**What the exercise asks**
Copy out, exactly as written, only the line containing "Could you identify the gray" and the lines after it through the end of the records.

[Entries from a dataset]
>> begin
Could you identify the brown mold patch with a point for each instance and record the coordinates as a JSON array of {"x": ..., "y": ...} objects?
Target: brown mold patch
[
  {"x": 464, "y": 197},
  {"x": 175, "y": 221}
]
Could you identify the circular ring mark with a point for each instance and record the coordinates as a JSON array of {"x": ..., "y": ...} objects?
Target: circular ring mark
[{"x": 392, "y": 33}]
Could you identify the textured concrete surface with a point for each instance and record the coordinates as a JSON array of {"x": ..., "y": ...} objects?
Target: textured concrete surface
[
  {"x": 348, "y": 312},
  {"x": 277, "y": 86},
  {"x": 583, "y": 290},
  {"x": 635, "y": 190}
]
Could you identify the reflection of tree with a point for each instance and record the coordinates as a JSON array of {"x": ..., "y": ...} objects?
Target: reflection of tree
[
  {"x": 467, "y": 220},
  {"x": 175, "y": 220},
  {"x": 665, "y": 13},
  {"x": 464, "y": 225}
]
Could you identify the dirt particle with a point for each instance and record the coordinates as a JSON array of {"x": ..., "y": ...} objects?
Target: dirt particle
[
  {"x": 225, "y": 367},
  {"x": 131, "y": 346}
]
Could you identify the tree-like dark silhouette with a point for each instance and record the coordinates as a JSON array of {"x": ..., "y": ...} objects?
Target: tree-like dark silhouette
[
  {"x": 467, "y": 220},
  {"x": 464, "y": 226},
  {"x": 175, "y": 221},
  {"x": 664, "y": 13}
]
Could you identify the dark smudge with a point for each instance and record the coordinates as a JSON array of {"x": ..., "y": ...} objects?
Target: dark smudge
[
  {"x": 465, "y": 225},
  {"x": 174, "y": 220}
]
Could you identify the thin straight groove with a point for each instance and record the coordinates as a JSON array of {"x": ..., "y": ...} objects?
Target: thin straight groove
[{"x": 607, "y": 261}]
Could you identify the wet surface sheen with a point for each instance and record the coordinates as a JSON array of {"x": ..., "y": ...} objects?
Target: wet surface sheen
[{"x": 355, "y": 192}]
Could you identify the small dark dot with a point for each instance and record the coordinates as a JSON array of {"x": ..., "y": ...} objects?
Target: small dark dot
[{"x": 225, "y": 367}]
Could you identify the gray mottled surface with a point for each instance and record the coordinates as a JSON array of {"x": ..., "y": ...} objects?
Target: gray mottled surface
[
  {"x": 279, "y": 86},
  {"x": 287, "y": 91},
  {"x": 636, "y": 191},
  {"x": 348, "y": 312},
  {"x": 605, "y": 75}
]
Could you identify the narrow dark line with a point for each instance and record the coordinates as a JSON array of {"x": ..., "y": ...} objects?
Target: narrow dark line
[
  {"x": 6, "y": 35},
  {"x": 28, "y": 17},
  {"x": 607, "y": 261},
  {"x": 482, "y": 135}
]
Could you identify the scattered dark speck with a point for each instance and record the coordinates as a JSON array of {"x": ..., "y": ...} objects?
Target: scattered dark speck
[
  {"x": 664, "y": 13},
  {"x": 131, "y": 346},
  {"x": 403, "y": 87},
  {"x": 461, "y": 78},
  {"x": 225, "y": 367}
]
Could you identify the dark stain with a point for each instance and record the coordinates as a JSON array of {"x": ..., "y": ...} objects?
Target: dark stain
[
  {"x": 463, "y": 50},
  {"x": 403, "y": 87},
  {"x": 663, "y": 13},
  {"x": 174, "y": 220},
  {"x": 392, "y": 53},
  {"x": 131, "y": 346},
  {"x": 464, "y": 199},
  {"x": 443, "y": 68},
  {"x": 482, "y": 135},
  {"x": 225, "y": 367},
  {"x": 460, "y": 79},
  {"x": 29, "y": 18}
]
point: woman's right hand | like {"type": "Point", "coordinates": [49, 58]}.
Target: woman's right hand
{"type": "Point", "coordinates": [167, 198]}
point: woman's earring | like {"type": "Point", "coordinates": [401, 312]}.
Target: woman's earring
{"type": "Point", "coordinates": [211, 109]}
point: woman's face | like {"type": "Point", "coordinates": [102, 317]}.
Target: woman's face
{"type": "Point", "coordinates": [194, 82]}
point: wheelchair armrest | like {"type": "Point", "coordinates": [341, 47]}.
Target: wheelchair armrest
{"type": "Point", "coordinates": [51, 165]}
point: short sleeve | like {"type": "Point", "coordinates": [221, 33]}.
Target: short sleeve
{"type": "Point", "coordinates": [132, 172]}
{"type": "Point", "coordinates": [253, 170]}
>> end
**Result for this task**
Could you identify the gray mottled surface with a point for each instance and record the coordinates as a JSON array of {"x": ..., "y": ...} objects?
Target: gray mottled surface
[
  {"x": 279, "y": 86},
  {"x": 287, "y": 91},
  {"x": 636, "y": 191},
  {"x": 348, "y": 312},
  {"x": 605, "y": 75}
]
Could you identify the narrow dark line with a point for each instance and record the coordinates as a JSON array of {"x": ..., "y": ...} objects?
Target: narrow dark line
[
  {"x": 6, "y": 35},
  {"x": 28, "y": 17},
  {"x": 607, "y": 261},
  {"x": 482, "y": 135}
]
Could you identify the scattered dark speck with a point for each instance and record the coordinates as a JSON array of {"x": ..., "y": ...} objects?
Target: scattered dark speck
[
  {"x": 664, "y": 13},
  {"x": 131, "y": 346},
  {"x": 403, "y": 87},
  {"x": 461, "y": 78},
  {"x": 225, "y": 367}
]
Could you identify the dark stain with a point for each instance and record the coordinates as a JSON array of {"x": ..., "y": ...} objects?
Target: dark stain
[
  {"x": 463, "y": 50},
  {"x": 403, "y": 87},
  {"x": 663, "y": 13},
  {"x": 174, "y": 220},
  {"x": 392, "y": 53},
  {"x": 131, "y": 346},
  {"x": 464, "y": 199},
  {"x": 443, "y": 68},
  {"x": 482, "y": 135},
  {"x": 225, "y": 367},
  {"x": 460, "y": 79},
  {"x": 29, "y": 18}
]
point: woman's right hand | like {"type": "Point", "coordinates": [49, 58]}.
Target: woman's right hand
{"type": "Point", "coordinates": [167, 198]}
point: woman's earring | like {"type": "Point", "coordinates": [401, 312]}.
Target: woman's earring
{"type": "Point", "coordinates": [211, 109]}
point: woman's face | like {"type": "Point", "coordinates": [102, 317]}.
Target: woman's face
{"type": "Point", "coordinates": [194, 82]}
point: wheelchair armrest | like {"type": "Point", "coordinates": [341, 47]}.
Target: wheelchair armrest
{"type": "Point", "coordinates": [51, 165]}
point: short sleeve | like {"type": "Point", "coordinates": [221, 33]}.
Target: short sleeve
{"type": "Point", "coordinates": [132, 172]}
{"type": "Point", "coordinates": [253, 170]}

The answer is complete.